(Point localization data)
────────

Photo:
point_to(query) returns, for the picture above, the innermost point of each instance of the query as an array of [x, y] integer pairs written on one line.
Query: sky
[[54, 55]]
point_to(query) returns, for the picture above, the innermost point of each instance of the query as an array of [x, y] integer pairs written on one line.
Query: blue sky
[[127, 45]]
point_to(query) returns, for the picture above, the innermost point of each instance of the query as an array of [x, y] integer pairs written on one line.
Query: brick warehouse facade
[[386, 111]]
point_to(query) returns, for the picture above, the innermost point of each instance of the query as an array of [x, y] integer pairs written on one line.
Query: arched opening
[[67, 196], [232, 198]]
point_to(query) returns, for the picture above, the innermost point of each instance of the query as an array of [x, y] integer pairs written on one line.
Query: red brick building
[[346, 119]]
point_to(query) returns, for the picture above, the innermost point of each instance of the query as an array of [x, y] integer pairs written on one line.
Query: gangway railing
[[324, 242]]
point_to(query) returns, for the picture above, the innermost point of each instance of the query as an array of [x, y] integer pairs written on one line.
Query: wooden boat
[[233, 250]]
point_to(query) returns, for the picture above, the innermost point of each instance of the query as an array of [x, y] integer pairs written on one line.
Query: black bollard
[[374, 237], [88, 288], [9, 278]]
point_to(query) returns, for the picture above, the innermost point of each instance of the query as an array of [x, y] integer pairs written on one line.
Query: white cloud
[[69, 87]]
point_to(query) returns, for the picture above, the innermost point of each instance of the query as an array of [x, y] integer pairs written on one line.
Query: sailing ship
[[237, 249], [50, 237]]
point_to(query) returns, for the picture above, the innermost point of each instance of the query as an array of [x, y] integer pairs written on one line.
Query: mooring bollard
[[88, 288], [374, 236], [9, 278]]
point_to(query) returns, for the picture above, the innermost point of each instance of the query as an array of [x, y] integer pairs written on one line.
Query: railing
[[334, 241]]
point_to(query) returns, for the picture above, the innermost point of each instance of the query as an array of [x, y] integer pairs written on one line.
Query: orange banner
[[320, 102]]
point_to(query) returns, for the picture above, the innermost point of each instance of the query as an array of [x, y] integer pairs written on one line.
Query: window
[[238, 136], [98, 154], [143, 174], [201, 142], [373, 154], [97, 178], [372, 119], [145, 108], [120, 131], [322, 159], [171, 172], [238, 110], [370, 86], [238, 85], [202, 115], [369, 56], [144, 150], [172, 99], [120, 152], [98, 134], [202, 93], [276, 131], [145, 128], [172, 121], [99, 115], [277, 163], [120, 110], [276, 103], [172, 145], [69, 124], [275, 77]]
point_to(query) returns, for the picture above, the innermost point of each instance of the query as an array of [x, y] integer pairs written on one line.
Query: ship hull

────────

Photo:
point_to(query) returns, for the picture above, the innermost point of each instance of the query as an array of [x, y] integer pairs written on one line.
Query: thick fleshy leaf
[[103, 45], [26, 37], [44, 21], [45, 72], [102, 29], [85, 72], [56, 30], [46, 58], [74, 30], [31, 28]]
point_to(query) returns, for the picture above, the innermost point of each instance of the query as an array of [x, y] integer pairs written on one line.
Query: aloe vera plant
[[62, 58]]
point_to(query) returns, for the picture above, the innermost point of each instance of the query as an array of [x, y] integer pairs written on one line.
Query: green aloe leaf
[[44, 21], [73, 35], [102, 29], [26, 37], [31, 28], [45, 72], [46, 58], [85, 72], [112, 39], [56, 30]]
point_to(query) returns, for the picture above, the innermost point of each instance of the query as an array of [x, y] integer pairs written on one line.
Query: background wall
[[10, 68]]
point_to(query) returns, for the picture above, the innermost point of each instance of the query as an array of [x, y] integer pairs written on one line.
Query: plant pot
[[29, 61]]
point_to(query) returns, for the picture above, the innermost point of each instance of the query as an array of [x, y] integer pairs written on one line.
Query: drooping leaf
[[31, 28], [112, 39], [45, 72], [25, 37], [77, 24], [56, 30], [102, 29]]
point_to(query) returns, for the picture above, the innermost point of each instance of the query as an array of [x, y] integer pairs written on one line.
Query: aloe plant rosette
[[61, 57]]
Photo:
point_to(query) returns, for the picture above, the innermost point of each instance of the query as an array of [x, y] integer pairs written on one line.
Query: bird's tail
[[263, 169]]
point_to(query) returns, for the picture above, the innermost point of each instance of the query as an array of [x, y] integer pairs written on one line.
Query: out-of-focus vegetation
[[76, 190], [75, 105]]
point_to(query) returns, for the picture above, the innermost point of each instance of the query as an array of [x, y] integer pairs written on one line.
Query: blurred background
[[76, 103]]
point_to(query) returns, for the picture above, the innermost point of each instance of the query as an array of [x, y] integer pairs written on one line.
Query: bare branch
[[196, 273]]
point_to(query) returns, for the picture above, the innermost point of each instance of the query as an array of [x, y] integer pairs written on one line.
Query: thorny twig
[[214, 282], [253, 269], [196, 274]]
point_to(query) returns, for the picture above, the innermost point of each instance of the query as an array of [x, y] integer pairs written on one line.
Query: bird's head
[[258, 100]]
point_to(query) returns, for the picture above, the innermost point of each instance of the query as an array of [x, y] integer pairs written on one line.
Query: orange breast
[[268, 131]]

────────

### Exercise requirements
Repeat word for word the lines above that run from the line containing "Query: railing" through the line containing "Query: ship hull", both ends included, and nothing else.

### Exercise result
Query: railing
[[334, 241]]
point_to(query) returns, for the picture above, the innermost point of each instance of the query as an array of [x, y] integer pairs written on one line.
Query: orange banner
[[320, 102]]
point_to(query) returns, for the picture above, the innermost point of each instance of the query as an array of [x, y] integer pairs written on one line.
Query: window
[[238, 136], [98, 154], [143, 174], [201, 142], [373, 154], [97, 178], [372, 119], [145, 108], [120, 131], [322, 159], [171, 172], [238, 110], [370, 86], [238, 85], [202, 115], [369, 56], [144, 150], [172, 99], [120, 152], [98, 134], [202, 93], [276, 131], [145, 128], [172, 121], [99, 115], [277, 163], [120, 110], [276, 103], [172, 145], [69, 124], [275, 77]]
point_to(query) returns, for the picture above, the innermost point of each instance of the query as an array of [x, y] integer pairs written on one line.
Query: ship hull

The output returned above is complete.